▶ **Aim**
Convert the rows below into a JSON list of strings with one string per line, omitting any blank lines.

Dataset entries:
• • • • •
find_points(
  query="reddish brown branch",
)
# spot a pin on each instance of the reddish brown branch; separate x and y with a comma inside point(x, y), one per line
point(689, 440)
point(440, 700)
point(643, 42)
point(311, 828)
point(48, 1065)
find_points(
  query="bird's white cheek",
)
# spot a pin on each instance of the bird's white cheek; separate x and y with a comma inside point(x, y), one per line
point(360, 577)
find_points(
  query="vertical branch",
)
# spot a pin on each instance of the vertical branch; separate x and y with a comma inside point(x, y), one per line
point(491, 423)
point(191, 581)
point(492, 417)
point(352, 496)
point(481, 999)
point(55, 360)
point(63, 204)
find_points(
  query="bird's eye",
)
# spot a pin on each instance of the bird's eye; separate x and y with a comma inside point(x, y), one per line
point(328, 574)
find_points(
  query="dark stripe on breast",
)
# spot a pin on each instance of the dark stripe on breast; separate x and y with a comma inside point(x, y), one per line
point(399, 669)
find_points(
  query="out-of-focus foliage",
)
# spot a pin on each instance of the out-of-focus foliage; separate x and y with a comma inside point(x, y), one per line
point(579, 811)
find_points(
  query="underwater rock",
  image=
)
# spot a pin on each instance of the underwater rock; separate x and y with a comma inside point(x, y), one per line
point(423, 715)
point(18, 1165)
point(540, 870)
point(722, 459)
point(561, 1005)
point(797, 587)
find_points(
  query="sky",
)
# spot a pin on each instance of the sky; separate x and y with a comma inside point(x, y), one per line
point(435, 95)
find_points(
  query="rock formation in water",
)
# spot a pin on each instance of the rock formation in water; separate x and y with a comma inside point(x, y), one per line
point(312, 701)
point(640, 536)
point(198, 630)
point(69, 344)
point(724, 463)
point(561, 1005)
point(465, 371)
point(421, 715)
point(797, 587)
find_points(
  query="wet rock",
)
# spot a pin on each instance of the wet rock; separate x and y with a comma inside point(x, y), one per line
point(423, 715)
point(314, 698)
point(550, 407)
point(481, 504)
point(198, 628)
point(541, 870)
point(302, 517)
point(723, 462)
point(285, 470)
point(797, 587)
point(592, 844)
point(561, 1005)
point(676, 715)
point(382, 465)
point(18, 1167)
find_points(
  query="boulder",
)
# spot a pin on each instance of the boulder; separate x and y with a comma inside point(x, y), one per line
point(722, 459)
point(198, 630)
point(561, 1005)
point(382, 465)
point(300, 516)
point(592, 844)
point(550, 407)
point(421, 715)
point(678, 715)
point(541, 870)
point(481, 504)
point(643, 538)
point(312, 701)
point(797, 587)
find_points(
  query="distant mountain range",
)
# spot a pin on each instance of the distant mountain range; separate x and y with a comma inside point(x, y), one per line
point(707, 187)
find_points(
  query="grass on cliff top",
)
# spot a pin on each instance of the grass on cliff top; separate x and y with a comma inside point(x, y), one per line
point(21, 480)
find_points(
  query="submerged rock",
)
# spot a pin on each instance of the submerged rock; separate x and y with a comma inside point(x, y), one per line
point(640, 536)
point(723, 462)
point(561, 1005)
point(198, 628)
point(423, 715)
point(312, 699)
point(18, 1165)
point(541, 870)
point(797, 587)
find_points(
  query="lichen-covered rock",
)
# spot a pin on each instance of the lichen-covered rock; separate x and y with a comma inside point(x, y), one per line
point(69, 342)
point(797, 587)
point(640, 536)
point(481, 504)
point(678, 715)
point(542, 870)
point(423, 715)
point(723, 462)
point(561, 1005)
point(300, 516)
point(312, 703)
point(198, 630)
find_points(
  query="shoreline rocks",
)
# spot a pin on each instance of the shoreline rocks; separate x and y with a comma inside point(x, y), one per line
• • • • •
▶ **Response below**
[
  "find_points(",
  "  query=\"reddish brown branch\",",
  ")",
  "# spot a pin on each instance of the reddish brown branch; separate x and y with a comma inside point(x, y), one per line",
  "point(689, 440)",
  "point(440, 700)",
  "point(643, 42)",
  "point(311, 828)",
  "point(48, 1065)",
  "find_points(",
  "  query=\"bird's white cheek\",",
  ")",
  "# spot a pin on each instance of the bird's white cheek; separate x and y with a comma inside point(x, y), one per line",
  "point(360, 577)",
  "find_points(",
  "  query=\"vertical branch\",",
  ")",
  "# spot a pin on each instance of the vertical branch; separate x and y with a comma inside point(x, y), one per line",
  "point(491, 423)",
  "point(191, 581)",
  "point(492, 417)",
  "point(352, 496)",
  "point(481, 999)",
  "point(55, 360)",
  "point(63, 204)",
  "find_points(",
  "  query=\"bird's eye\",",
  ")",
  "# spot a pin on each instance of the bird's eye; separate x and y with a comma inside point(x, y), one per line",
  "point(328, 574)",
  "find_points(",
  "  query=\"dark stripe on breast\",",
  ")",
  "# spot a pin on each instance of the dark stripe on breast; separate x and y with a comma inside point(x, y), one per line",
  "point(399, 669)",
  "find_points(",
  "  query=\"out-of-focus foliage\",",
  ")",
  "# spot a pin on each instance of the out-of-focus foliage; separate x and y with a comma inside point(x, y), one per line",
  "point(579, 811)",
  "find_points(",
  "  query=\"underwater rock\",",
  "  image=",
  ")",
  "# spot a pin on each instance of the underwater rock; separate x and y with a comma inside point(x, y), one per line",
  "point(423, 715)",
  "point(18, 1165)",
  "point(540, 870)",
  "point(722, 459)",
  "point(561, 1005)",
  "point(797, 587)",
  "find_points(",
  "  query=\"sky\",",
  ")",
  "# spot a pin on each instance of the sky; separate x and y with a comma inside point(x, y), one per line",
  "point(435, 95)",
  "find_points(",
  "  query=\"rock formation in water\",",
  ")",
  "# spot a pin on each instance of the rock formation in water; separate x and y with a comma inside point(x, y), one per line",
  "point(312, 701)",
  "point(640, 536)",
  "point(198, 630)",
  "point(69, 344)",
  "point(724, 463)",
  "point(561, 1005)",
  "point(465, 371)",
  "point(421, 715)",
  "point(797, 587)",
  "find_points(",
  "  query=\"wet rock\",",
  ")",
  "# spot a pin on each instance of the wet rock; separate x and y with a comma inside point(x, y), one per line",
  "point(423, 715)",
  "point(314, 698)",
  "point(550, 407)",
  "point(481, 504)",
  "point(198, 628)",
  "point(541, 870)",
  "point(302, 517)",
  "point(723, 462)",
  "point(285, 470)",
  "point(797, 587)",
  "point(592, 844)",
  "point(561, 1005)",
  "point(676, 715)",
  "point(382, 465)",
  "point(18, 1167)",
  "find_points(",
  "  query=\"boulder\",",
  ")",
  "# spot a pin on each instance of the boulder; separate x and y with a comma inside point(x, y), one per line",
  "point(722, 459)",
  "point(198, 630)",
  "point(561, 1005)",
  "point(382, 465)",
  "point(300, 516)",
  "point(592, 844)",
  "point(550, 407)",
  "point(421, 715)",
  "point(678, 715)",
  "point(541, 870)",
  "point(481, 504)",
  "point(643, 538)",
  "point(312, 701)",
  "point(797, 587)",
  "find_points(",
  "  query=\"distant mountain range\",",
  ")",
  "# spot a pin on each instance of the distant mountain range; separate x and y with a comma inside point(x, y), one per line",
  "point(707, 187)",
  "find_points(",
  "  query=\"grass on cliff top\",",
  ")",
  "# spot a pin on each instance of the grass on cliff top; separate x and y with a comma inside point(x, y), one per line",
  "point(21, 480)",
  "find_points(",
  "  query=\"submerged rock\",",
  ")",
  "# spot a pin on each instance of the submerged rock; separate x and y with a comma inside point(x, y), one per line",
  "point(640, 536)",
  "point(723, 462)",
  "point(561, 1005)",
  "point(198, 628)",
  "point(423, 715)",
  "point(312, 699)",
  "point(18, 1165)",
  "point(541, 870)",
  "point(797, 587)",
  "find_points(",
  "  query=\"lichen-covered rock\",",
  ")",
  "# spot a pin on each instance of the lichen-covered rock; separate x and y with a comma inside point(x, y), one per line",
  "point(69, 342)",
  "point(797, 587)",
  "point(640, 536)",
  "point(481, 504)",
  "point(678, 715)",
  "point(542, 870)",
  "point(423, 715)",
  "point(723, 462)",
  "point(561, 1005)",
  "point(300, 516)",
  "point(312, 703)",
  "point(198, 630)",
  "find_points(",
  "  query=\"shoreline rocks\",",
  ")",
  "# spot a pin on each instance of the shoreline rocks; separate x and y with a comma inside point(x, y), one per line"
]